*Problem statement*. Please list every line below that contains the word "sign". Copy each matching line in full.

○ ○ ○ ○ ○

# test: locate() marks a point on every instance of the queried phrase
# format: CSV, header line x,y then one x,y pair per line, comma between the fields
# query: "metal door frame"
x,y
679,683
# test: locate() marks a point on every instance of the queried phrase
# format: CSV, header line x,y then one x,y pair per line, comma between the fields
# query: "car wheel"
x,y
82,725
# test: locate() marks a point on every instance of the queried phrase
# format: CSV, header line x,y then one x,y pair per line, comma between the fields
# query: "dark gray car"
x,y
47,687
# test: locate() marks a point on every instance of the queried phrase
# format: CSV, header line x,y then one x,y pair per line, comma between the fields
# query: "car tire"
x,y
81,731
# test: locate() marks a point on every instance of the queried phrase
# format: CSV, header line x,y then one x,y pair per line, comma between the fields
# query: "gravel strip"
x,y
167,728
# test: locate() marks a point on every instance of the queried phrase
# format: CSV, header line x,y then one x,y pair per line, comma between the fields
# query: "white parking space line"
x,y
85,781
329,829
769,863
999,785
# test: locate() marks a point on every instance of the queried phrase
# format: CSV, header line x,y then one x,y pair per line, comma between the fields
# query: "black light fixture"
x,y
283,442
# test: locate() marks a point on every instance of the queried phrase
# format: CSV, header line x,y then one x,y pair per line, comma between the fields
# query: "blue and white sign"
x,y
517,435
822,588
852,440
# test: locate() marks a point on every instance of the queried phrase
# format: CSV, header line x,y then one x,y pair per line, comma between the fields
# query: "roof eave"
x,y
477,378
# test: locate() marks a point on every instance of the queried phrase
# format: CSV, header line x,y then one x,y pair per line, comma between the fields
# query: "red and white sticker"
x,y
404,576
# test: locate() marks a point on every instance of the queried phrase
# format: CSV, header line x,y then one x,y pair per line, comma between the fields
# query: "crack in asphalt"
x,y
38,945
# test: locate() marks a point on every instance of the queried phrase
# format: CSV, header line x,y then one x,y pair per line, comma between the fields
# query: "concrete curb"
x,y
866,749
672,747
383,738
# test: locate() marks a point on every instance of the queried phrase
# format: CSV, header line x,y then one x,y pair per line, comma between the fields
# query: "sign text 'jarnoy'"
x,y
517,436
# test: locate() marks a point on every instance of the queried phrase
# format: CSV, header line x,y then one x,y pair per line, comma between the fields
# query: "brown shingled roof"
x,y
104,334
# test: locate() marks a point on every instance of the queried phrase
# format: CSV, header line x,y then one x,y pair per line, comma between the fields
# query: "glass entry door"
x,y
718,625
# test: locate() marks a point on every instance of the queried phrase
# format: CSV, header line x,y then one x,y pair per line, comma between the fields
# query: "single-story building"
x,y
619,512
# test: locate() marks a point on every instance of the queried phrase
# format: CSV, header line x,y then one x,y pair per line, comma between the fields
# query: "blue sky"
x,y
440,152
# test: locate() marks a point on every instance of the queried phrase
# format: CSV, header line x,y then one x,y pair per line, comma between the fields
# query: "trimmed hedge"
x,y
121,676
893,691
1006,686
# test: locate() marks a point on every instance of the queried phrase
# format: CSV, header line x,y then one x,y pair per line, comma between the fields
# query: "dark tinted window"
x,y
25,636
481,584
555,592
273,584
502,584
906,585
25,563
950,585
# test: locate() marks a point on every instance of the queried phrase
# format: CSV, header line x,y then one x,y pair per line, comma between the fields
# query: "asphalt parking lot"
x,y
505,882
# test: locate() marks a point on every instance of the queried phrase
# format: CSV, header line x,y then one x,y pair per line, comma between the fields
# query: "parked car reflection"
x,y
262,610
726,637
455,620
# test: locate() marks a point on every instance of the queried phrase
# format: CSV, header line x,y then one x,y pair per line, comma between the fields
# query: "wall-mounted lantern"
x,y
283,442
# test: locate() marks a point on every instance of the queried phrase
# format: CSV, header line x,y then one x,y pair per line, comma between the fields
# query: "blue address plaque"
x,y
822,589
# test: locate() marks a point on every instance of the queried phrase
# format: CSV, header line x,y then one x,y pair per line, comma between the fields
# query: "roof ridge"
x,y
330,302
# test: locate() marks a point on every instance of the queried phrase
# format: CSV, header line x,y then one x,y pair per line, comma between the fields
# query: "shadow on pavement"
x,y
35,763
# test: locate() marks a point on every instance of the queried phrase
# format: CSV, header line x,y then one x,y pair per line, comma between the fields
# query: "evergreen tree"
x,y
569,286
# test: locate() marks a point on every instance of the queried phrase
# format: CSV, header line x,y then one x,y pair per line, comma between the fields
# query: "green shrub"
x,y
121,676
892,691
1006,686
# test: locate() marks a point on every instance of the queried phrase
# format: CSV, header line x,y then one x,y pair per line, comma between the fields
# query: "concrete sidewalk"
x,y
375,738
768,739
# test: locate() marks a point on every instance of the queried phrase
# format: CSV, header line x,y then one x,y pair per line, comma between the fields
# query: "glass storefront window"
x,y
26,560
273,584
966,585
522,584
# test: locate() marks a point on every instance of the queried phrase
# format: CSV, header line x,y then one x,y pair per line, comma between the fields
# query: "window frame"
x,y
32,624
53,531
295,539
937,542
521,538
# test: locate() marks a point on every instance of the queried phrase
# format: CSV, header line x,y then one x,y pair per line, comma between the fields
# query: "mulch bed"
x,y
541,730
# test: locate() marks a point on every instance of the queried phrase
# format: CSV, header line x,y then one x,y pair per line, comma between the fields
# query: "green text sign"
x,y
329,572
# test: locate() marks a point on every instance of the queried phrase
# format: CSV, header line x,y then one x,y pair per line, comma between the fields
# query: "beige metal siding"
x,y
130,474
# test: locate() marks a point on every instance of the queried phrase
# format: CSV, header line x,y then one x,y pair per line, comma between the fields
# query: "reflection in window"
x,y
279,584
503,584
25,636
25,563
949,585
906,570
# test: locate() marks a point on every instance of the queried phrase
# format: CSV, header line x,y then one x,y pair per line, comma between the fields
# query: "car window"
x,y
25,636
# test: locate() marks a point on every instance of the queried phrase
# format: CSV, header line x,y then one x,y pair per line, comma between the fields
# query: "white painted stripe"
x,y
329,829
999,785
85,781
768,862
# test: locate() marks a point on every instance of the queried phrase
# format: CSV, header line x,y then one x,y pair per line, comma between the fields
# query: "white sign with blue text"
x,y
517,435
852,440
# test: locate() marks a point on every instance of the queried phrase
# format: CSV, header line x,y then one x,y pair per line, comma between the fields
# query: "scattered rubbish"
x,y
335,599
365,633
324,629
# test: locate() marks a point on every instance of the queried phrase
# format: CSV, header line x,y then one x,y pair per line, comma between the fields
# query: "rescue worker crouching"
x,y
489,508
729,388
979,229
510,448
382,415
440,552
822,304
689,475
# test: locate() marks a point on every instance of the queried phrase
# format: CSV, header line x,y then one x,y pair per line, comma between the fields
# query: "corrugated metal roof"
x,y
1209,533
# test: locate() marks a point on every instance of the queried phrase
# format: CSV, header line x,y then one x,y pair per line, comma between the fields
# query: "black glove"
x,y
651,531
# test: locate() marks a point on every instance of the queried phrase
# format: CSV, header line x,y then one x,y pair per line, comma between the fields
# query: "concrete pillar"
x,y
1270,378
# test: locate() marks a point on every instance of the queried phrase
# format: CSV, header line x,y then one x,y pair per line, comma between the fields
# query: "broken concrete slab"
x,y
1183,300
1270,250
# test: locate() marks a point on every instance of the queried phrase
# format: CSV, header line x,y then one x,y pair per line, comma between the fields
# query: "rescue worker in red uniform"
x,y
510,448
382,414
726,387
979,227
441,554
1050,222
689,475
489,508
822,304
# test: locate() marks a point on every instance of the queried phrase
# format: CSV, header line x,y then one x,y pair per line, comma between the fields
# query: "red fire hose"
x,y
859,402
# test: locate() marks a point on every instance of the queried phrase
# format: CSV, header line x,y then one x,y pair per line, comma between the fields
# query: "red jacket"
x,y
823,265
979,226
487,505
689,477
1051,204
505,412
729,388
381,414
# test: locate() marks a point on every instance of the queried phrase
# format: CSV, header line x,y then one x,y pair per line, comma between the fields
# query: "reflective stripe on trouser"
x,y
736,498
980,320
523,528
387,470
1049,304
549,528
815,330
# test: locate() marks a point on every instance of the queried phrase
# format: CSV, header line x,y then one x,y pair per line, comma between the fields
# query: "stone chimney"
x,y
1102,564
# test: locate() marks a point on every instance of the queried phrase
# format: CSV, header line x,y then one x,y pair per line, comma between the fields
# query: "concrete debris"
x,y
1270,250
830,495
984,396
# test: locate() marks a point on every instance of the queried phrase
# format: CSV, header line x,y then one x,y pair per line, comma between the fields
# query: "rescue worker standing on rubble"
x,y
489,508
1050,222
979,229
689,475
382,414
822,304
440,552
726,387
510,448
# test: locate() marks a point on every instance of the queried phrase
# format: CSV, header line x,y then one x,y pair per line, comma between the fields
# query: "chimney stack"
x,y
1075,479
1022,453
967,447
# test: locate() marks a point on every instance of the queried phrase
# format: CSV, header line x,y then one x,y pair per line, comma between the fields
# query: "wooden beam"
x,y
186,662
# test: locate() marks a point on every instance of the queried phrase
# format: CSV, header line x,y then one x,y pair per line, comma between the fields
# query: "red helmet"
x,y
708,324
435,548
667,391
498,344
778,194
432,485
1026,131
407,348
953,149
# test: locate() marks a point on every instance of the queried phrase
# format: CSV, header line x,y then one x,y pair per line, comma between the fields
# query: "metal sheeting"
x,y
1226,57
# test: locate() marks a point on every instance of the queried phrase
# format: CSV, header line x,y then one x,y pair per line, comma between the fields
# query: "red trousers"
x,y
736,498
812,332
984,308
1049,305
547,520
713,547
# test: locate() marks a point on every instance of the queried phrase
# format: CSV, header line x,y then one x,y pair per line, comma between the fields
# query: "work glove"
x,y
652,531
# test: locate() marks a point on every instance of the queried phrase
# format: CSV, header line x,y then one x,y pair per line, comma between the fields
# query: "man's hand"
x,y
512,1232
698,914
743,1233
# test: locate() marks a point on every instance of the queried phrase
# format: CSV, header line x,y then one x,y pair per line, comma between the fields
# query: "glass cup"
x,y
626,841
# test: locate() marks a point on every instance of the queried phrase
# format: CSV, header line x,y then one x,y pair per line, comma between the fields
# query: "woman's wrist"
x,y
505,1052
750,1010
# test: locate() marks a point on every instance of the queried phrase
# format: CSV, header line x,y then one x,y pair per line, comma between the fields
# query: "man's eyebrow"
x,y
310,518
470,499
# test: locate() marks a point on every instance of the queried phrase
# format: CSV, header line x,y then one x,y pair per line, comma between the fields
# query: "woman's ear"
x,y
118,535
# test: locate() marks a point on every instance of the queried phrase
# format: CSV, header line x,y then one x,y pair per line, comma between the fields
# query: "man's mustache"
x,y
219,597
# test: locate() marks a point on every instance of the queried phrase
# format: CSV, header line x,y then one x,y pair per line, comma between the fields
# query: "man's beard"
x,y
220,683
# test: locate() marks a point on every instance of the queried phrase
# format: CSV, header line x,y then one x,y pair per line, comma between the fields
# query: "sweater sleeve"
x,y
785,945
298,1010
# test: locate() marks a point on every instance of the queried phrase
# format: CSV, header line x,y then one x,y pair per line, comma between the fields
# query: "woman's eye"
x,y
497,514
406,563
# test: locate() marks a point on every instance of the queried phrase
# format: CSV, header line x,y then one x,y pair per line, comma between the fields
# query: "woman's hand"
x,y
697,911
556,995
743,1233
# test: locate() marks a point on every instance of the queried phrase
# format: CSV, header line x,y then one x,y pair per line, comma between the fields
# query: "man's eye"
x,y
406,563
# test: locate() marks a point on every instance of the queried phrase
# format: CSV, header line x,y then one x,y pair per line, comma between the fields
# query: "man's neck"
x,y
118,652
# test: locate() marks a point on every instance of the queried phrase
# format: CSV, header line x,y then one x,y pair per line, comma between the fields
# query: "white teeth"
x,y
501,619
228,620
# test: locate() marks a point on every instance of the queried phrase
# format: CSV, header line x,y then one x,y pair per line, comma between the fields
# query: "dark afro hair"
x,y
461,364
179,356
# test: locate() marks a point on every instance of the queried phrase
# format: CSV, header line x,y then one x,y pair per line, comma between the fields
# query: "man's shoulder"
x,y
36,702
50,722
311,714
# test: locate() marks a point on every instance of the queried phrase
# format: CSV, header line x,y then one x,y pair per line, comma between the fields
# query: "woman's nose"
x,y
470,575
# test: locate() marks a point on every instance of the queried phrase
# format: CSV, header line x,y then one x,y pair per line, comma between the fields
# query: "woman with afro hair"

○ ○ ○ ○ ○

*Exercise response*.
# query: "blue and white sign"
# query: "sign text 'jarnoy'"
# query: "green text sign"
# query: "white sign with blue text"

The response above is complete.